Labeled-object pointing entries
▬▬▬▬▬▬▬▬▬▬
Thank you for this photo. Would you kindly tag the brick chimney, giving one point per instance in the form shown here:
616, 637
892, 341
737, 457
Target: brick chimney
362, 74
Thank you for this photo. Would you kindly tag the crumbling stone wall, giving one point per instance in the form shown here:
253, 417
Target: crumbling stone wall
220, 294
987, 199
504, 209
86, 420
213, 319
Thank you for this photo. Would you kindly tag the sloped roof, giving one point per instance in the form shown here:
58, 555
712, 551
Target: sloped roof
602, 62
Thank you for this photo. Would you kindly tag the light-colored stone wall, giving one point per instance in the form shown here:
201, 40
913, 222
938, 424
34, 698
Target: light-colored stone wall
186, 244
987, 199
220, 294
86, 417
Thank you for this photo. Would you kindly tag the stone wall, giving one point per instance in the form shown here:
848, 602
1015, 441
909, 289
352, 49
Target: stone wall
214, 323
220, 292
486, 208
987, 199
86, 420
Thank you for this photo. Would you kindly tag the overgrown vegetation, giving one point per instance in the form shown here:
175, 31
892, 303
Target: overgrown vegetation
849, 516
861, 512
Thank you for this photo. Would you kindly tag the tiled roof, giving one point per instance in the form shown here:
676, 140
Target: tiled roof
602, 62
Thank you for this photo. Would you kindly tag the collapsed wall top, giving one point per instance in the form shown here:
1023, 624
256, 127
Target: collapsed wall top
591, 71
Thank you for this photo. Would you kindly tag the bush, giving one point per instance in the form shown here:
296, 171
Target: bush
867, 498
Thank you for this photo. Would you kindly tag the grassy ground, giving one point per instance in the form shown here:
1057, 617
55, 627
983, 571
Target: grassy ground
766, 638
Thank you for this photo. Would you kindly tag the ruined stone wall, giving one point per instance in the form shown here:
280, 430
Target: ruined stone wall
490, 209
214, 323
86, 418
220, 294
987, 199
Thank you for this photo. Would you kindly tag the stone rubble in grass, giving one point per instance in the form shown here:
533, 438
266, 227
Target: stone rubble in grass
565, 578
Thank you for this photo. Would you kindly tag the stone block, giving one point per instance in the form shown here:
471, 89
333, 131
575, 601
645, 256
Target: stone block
▬▬▬▬▬▬▬▬▬▬
### Given instruction
Restate the whole of the material exactly.

### Solution for this task
Thank you for this photo. Would you kindly tag the brick chimney, giving one point per instance in the form shown here:
616, 637
892, 341
737, 457
Target: brick chimney
362, 74
Thank you for this photo. Would you kindly tag the crumbling stone wall, giving one point per instance in the form shown here:
253, 417
Target: crumbling stone wall
220, 294
987, 199
504, 209
86, 420
213, 319
Thank you for this photo. Would you kindly tag the sloped roof, giving one point per instance in the form shown here:
58, 555
712, 551
Target: sloped roof
602, 62
Thank you for this photo. Would you kindly tag the light-colored stone wall, giving one point per instance in the form shown here:
201, 40
913, 222
938, 424
34, 698
Target: light-colored stone wall
186, 244
987, 199
220, 294
86, 417
Thank you for this photo. Would you kindly tag the stone wall, giving one point per instance in the form shown here:
848, 602
1015, 441
909, 289
352, 49
Target: stone wall
214, 323
220, 292
486, 208
987, 199
86, 420
Thank you for this photo. Would you kindly tag the overgrown vegetation, giving one point per instance in the form shown here:
175, 31
892, 303
Target: overgrown vegetation
849, 516
861, 512
Thank you for this photo. Would you kindly tag the tiled roof, giving one point per instance in the form shown here:
676, 140
Target: tiled roof
602, 62
Thank you for this photo. Would you kindly tag the collapsed wall top, giving one point per instance in the form shown here:
1023, 624
256, 127
Target: collapsed wall top
591, 71
Thank you for this photo. Would you kindly tag the bush, giving one point per instance in the form shown here:
296, 171
Target: bush
867, 498
Thank you for this photo. Would you kindly tag the grassy ground, giving one point per instance in the form shown here:
1057, 617
55, 627
983, 571
Target: grassy ground
766, 638
Thank you for this photo. Would you kindly tag the ruined stone wall, giving one point per instance in the form shown here:
280, 430
Target: ruined stone wall
490, 209
214, 323
86, 418
220, 294
987, 199
Thank you for this photo. Would you kindly tag the stone rubble in grass, giving one point per instance in the form shown here:
533, 438
266, 227
Target: stone rubble in grass
565, 578
Thank you for this photo. Would you kindly tag the stone block, giving one point per instance in the form shown here:
471, 89
333, 131
575, 601
645, 256
Target: stone block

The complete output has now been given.